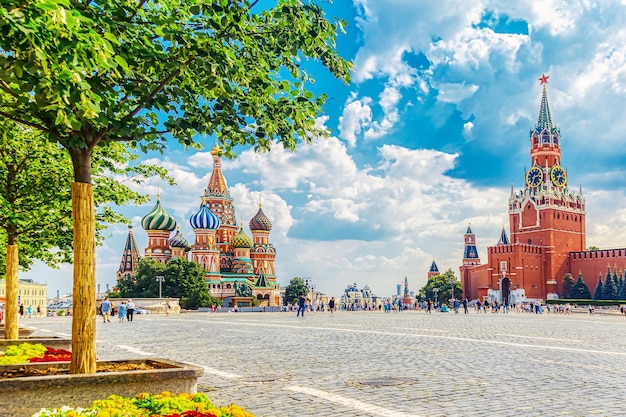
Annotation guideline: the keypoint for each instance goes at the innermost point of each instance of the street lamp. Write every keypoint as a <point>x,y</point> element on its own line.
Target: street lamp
<point>451,289</point>
<point>160,279</point>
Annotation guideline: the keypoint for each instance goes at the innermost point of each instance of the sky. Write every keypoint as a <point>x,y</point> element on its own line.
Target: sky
<point>430,136</point>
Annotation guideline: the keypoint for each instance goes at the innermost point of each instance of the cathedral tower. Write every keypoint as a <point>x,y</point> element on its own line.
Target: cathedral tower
<point>263,254</point>
<point>158,225</point>
<point>217,197</point>
<point>130,257</point>
<point>205,250</point>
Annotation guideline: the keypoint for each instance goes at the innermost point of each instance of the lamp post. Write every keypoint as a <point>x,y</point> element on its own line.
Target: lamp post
<point>451,289</point>
<point>160,279</point>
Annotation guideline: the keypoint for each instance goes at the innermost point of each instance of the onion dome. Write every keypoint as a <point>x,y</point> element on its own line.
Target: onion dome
<point>241,239</point>
<point>204,218</point>
<point>260,221</point>
<point>179,241</point>
<point>158,219</point>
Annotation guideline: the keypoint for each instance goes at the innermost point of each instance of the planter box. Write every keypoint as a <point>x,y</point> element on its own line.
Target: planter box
<point>23,331</point>
<point>24,396</point>
<point>50,341</point>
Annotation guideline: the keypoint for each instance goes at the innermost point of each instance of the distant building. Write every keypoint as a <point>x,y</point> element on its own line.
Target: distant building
<point>29,292</point>
<point>130,258</point>
<point>358,299</point>
<point>547,232</point>
<point>238,267</point>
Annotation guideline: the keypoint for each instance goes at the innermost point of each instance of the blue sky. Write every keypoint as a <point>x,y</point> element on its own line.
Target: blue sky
<point>430,135</point>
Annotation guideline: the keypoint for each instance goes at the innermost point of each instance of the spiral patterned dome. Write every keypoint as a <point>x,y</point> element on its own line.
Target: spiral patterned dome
<point>241,239</point>
<point>158,219</point>
<point>260,222</point>
<point>179,241</point>
<point>204,219</point>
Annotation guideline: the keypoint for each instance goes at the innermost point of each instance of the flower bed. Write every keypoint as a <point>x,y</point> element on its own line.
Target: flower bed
<point>29,352</point>
<point>146,405</point>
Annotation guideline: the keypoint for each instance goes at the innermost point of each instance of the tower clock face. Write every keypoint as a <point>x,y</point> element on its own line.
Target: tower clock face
<point>534,177</point>
<point>558,176</point>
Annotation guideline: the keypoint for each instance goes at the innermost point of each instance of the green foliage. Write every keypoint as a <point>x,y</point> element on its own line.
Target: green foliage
<point>35,193</point>
<point>182,279</point>
<point>580,290</point>
<point>597,294</point>
<point>566,285</point>
<point>445,284</point>
<point>121,70</point>
<point>294,289</point>
<point>621,292</point>
<point>609,289</point>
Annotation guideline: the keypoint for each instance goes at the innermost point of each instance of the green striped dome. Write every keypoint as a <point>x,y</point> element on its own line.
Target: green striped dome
<point>241,239</point>
<point>158,219</point>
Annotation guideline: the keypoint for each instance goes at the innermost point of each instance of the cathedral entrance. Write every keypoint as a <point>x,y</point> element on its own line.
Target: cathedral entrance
<point>505,289</point>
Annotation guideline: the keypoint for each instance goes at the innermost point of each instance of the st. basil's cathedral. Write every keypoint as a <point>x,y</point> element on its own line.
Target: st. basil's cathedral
<point>547,232</point>
<point>238,267</point>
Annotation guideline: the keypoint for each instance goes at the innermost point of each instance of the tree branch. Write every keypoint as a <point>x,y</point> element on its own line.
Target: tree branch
<point>139,6</point>
<point>24,122</point>
<point>157,90</point>
<point>7,89</point>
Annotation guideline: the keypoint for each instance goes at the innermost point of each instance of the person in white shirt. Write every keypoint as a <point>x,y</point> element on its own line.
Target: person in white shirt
<point>130,310</point>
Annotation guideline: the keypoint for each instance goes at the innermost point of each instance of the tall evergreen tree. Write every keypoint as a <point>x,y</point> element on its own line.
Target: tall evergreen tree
<point>566,286</point>
<point>580,290</point>
<point>597,294</point>
<point>621,291</point>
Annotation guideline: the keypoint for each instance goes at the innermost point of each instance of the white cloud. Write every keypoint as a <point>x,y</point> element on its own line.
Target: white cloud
<point>356,114</point>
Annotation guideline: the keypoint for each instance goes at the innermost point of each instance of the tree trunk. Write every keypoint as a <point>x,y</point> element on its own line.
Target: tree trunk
<point>11,329</point>
<point>84,289</point>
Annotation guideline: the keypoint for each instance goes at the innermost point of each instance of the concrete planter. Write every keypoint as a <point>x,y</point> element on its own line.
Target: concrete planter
<point>23,331</point>
<point>50,341</point>
<point>25,396</point>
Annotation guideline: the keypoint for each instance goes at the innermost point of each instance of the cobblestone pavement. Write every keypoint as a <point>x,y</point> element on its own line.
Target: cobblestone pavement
<point>377,364</point>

========================================

■ **Objectif**
Mettez à l'échelle le passage allant de la ligne contenant « of the white » jusqu'à la fin des données, les deux bornes comprises. Recopiez intégralement ces lignes, en multipliant par 1,35 chaque coordonnée de point et en arrondissant à l'entier le plus proche, les demis vers le haut.

■ **Résultat de l'exercice**
Annotation guideline: the keypoint for each instance goes at the innermost point of each instance of the white cloud. Write every keypoint as a <point>x,y</point> element on its own line.
Target: white cloud
<point>481,154</point>
Annotation guideline: the keypoint for each instance goes at the innermost point of each instance of the tree trunk. Write every keypoint as a <point>x,y</point> element on its own line.
Target: tree trunk
<point>15,444</point>
<point>113,390</point>
Annotation guideline: the keypoint for each instance goes at the innermost point of each instance of the concrete planter. Write every keypoint as a <point>x,y</point> element on its own line.
Target: concrete planter
<point>31,447</point>
<point>68,460</point>
<point>34,535</point>
Annotation guideline: the keypoint for each instance goes at the innermost point of each instance of the cobblestone pavement. Write every keypoint as a <point>x,y</point> element on its own line.
Target: cobblestone pavement
<point>509,491</point>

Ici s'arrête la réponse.